━━ EXTRACT

Migrating from Joomla/Mambo

Last updated on
7 June 2023

Drupal 7 will no longer be supported after January 5, 2025. Learn more and find resources for Drupal 7 sites

This guideline focuses on migration from Joomla! to Drupal. It also covers Mambo to some extent, a legacy CMS that was forked to become Joomla!.

It's also aiming to be useful for people who are used to Joomla! and want to learn how to use Drupal, and vice versa.

The term "Drupal 8+" is shorthand for "Drupal 8 and later" (i.e. Drupal 8, 9, 10, 11, and so on).

For migrating from Joomla! to Drupal 8+, you may want to read Skynet Technologies: The ultimate guide for migrating Joomla to Drupal.

Before you start a migration you must understand some differences between both to make sure your migration to be successful:

Joomla! vs Drupal

  1. Joomla! only supports one Section and one Category for each content, while you can assign Drupal contents to several Sections/Categories.
  2. Joomla! does not support multi-site setups, so the migration must be put into a certain site if you already setup a multi-site with Drupal.
  3. Comments on contents are not available in Joomla! by default, while Drupal by default supports comments for all content-types.

Joomla! vs. Drupal Terminology

There are some different terms between Joomla! and Drupal. Here is a list to give you a quick understanding:

Joomla! Drupal
Template Theme
Component Module.
Module Block.
Plugin Input filter.
Menu-Horizontal Primary Links
Menu-Vertical Navigation
Dynamic Content Item Story
Static Content Page
Back-end there is no explicit back-end in Drupal, but the Administration Menu provides a similar interface.
SEF Clean URLs (but some docs refer to SEF, too).
Section Taxonomy Vocabulary/Term
Section Title Taxonomy Term (master)
Category Taxonomy Term (child)
Introtext Teaser
Maintext Body (see explanation below)

━━━━
━━ LISTED RECORDS

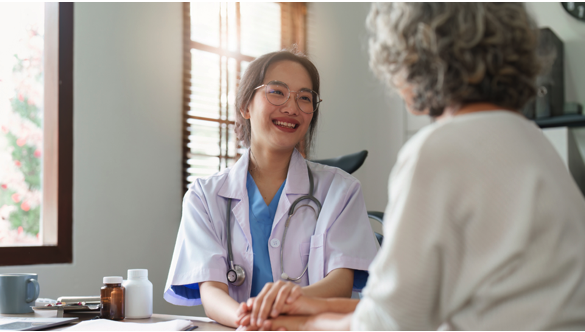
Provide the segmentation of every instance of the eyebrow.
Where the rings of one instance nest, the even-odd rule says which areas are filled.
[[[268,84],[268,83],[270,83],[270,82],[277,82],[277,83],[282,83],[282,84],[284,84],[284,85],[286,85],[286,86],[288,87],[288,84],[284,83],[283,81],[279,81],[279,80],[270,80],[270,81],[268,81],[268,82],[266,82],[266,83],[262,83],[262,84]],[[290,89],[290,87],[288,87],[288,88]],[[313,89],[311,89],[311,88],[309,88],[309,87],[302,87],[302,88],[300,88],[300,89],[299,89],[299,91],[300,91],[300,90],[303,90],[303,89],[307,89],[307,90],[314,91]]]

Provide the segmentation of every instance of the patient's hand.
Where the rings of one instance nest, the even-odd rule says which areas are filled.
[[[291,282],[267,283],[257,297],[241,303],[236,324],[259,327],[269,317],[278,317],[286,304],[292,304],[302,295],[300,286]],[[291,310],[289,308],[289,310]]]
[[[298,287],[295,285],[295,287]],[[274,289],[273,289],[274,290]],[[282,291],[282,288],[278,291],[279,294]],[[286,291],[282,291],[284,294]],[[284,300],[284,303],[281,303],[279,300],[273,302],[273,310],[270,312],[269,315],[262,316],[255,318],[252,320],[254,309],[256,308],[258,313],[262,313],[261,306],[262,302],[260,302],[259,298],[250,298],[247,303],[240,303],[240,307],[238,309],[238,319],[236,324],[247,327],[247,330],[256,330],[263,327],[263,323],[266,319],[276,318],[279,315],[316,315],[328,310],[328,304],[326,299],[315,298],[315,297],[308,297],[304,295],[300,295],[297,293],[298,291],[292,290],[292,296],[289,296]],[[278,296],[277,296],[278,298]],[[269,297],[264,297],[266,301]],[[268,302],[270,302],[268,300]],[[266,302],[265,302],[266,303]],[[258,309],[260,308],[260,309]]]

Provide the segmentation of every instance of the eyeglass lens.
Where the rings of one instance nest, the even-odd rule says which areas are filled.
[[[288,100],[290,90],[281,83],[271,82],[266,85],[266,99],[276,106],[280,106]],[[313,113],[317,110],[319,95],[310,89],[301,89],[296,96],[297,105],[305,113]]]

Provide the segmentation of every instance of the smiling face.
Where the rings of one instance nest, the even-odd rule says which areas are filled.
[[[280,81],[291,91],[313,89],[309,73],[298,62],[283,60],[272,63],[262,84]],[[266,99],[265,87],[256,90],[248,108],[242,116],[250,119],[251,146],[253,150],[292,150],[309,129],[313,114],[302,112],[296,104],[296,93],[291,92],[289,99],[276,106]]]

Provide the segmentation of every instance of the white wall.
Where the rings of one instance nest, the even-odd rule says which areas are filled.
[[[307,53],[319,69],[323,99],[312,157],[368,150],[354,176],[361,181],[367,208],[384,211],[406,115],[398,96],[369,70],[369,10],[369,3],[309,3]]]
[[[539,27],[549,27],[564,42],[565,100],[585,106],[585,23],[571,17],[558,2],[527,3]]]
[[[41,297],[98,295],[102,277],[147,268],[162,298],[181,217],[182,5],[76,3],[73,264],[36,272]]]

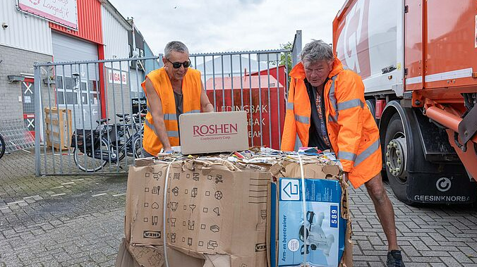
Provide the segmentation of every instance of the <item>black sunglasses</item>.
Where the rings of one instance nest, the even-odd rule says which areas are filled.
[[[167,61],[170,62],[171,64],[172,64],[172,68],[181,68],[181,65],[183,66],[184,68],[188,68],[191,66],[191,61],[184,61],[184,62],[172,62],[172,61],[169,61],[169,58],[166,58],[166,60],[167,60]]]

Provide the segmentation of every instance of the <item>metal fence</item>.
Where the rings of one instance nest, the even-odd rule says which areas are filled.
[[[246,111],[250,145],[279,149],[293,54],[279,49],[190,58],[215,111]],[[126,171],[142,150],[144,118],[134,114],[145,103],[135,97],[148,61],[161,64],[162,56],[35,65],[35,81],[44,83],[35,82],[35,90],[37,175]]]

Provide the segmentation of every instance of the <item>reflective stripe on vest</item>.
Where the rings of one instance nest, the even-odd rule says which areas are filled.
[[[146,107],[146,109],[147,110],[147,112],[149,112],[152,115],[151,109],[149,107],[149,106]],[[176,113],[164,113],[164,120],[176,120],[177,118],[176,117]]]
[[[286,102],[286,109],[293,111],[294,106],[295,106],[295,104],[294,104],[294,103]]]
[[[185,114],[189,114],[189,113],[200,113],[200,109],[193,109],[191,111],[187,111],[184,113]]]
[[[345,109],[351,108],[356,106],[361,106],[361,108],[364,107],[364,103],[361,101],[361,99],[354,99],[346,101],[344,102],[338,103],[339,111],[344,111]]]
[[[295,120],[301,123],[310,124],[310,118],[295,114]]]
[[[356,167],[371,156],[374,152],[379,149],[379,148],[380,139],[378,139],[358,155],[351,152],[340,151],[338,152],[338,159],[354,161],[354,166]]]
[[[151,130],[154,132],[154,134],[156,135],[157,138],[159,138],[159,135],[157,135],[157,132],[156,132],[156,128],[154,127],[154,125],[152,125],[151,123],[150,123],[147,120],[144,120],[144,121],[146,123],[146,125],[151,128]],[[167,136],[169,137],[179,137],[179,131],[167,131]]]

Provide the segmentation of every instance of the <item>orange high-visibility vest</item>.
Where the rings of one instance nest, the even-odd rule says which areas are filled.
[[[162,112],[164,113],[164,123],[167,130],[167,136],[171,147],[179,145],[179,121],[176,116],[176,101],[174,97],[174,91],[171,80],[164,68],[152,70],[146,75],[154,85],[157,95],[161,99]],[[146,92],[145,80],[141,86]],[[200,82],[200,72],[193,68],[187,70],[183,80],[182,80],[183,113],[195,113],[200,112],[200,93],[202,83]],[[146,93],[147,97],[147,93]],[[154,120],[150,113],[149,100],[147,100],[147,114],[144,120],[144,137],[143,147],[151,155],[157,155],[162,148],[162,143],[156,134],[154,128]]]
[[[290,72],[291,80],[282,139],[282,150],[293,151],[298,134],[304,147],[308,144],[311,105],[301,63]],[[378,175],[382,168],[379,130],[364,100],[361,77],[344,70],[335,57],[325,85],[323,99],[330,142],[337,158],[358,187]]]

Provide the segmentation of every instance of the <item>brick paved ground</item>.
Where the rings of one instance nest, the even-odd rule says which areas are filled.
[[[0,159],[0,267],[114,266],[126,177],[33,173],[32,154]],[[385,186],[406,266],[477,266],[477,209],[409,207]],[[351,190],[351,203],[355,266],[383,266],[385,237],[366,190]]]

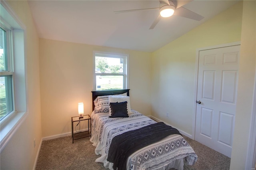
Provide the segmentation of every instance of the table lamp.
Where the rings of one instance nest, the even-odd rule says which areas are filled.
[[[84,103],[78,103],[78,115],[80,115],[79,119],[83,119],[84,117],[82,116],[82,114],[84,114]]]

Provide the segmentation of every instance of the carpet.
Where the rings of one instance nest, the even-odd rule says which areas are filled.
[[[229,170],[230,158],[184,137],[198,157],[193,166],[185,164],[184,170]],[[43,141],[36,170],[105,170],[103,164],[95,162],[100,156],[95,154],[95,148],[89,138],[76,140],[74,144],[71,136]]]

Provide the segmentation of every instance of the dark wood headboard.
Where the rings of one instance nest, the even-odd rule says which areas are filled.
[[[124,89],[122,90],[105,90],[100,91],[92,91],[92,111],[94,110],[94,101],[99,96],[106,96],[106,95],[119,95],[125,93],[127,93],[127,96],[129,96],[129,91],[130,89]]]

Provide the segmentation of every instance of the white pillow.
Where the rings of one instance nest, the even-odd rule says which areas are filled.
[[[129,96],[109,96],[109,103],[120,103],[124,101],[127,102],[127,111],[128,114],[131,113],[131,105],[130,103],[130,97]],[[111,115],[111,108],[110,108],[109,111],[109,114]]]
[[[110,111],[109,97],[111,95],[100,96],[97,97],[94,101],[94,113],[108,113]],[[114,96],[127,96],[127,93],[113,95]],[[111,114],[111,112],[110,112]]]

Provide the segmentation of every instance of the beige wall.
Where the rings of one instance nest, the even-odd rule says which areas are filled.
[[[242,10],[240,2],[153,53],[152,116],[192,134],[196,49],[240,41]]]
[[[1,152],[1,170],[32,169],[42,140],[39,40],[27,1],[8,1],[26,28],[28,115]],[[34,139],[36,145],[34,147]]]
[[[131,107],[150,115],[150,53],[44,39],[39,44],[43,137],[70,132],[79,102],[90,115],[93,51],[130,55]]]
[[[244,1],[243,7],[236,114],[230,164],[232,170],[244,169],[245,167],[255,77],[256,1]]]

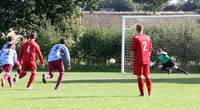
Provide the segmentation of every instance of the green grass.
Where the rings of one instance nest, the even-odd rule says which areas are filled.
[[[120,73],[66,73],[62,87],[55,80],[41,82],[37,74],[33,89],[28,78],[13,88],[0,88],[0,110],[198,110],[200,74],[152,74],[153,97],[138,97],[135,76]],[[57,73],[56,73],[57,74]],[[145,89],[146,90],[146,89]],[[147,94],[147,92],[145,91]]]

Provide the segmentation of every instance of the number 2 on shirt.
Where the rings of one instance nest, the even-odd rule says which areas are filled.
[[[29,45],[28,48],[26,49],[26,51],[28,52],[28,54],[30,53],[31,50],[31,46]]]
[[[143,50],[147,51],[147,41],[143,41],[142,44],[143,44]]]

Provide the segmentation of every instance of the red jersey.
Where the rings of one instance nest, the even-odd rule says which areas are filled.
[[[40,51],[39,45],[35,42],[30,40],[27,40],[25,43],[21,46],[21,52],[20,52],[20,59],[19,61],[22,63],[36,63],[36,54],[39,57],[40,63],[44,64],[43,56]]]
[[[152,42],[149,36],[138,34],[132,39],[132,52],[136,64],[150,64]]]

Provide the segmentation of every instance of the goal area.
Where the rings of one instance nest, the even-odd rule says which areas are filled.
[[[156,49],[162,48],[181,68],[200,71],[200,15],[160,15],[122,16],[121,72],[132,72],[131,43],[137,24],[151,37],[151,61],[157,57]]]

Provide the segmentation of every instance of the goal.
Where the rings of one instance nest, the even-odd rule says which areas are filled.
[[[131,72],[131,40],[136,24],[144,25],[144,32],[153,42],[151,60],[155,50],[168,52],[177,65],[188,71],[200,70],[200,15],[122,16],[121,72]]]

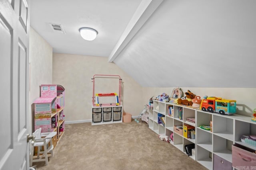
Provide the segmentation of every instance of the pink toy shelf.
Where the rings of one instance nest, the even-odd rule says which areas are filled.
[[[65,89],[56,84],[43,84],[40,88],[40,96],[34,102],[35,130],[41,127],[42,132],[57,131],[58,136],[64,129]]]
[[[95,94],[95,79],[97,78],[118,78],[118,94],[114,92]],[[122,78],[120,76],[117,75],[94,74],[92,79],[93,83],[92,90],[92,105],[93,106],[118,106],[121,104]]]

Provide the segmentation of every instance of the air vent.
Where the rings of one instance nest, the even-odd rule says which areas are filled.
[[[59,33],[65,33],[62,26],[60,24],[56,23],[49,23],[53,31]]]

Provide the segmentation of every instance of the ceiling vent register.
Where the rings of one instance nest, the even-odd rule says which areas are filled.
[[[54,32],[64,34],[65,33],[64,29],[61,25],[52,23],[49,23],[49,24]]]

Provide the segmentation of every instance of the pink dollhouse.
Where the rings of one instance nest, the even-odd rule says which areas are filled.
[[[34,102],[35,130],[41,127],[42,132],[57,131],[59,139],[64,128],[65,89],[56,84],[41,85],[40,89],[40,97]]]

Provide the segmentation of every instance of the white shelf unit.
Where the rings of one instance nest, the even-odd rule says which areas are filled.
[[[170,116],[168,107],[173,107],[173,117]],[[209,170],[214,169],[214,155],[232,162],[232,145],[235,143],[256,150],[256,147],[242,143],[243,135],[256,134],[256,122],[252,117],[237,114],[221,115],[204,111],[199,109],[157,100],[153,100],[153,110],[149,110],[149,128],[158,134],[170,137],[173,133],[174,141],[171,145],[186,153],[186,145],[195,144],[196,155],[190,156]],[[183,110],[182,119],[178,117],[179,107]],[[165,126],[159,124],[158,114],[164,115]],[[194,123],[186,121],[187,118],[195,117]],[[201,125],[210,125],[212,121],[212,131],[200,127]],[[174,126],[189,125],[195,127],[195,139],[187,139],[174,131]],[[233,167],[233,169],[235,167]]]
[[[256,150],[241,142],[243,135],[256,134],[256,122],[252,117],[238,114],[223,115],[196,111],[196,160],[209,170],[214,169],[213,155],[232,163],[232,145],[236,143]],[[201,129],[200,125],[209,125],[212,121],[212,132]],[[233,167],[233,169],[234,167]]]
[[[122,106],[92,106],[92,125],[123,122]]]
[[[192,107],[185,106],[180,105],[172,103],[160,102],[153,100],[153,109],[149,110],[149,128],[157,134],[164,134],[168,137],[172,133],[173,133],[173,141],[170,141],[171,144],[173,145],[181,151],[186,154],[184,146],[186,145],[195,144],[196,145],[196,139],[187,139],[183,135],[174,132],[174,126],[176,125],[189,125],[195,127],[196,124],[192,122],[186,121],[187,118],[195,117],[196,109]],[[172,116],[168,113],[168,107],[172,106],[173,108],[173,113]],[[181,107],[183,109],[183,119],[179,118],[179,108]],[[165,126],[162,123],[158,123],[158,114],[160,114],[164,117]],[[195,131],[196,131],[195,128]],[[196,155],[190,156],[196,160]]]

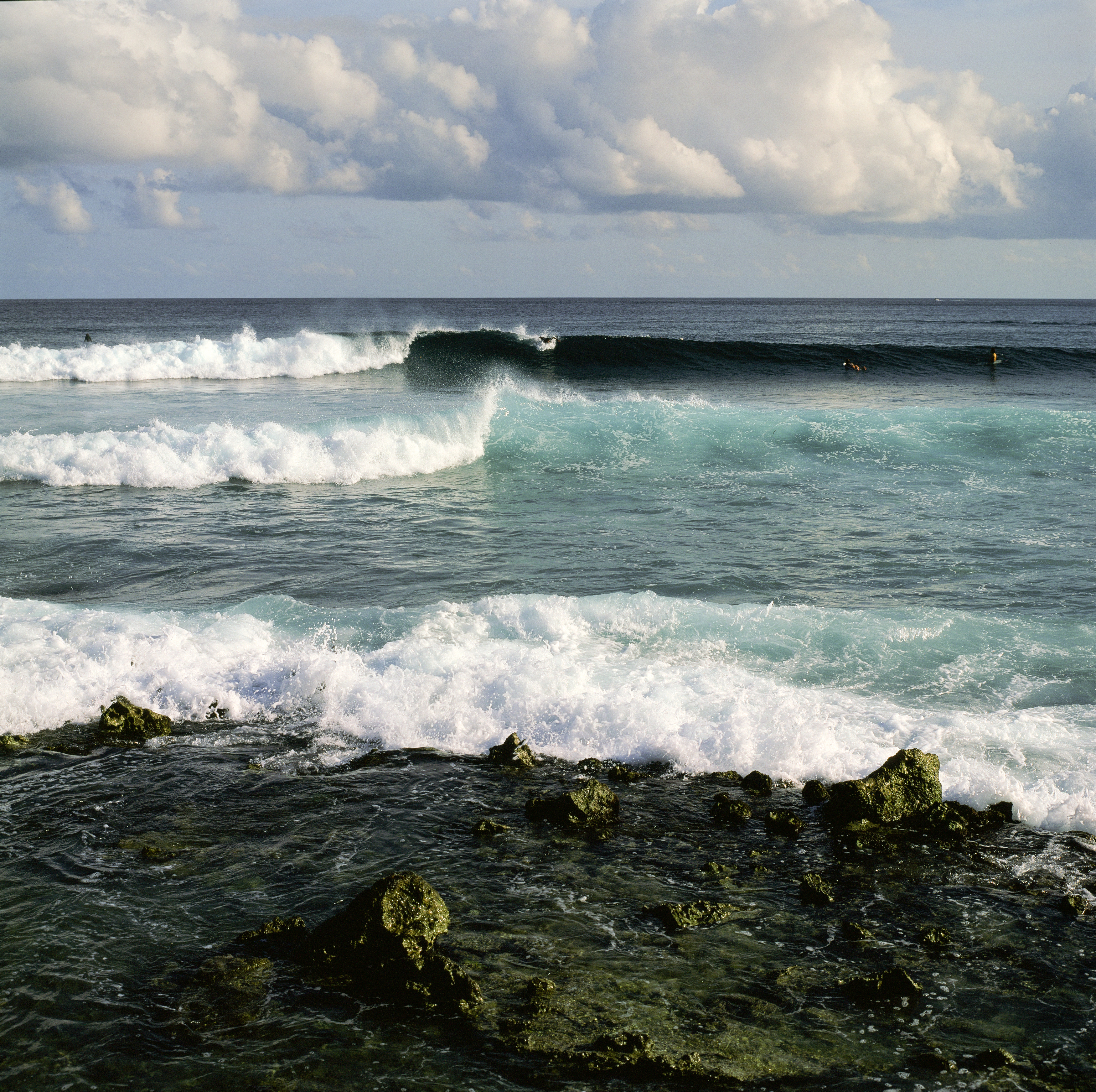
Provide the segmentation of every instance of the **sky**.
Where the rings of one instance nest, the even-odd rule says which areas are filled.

━━━━

- [TASK DIRECTIONS]: In the migration guide's terminology list, which Drupal term matches Joomla!'s "Introtext"? Rely on the migration guide alone, not on anything else on the page.

- [THE COMPLETED TASK]: Teaser